■ **Aim of the exercise**: In all the rows below, rename "steep slope" to "steep incline" and keep every other part of the rows the same.

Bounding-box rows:
______________________________
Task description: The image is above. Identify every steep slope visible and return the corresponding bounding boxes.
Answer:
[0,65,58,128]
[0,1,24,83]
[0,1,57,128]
______________________________
■ **Exercise answer**:
Task description: The image is above. Identify every steep incline visible and return the corresponding bounding boxes.
Answer:
[0,65,58,128]
[0,1,24,83]
[0,1,57,128]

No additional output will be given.